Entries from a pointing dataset
********

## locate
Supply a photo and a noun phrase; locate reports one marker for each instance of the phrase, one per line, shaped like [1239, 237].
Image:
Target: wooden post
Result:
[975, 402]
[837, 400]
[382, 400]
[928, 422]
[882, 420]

********

Repeat the data above word for word, without changing anything.

# RESPONSE TO THE TASK
## locate
Supply a photo and a noun phrase; locate reports one marker for each instance of the phrase, one per line, shaped like [1239, 237].
Image:
Target: wooden post
Result:
[975, 402]
[837, 400]
[382, 400]
[928, 422]
[882, 420]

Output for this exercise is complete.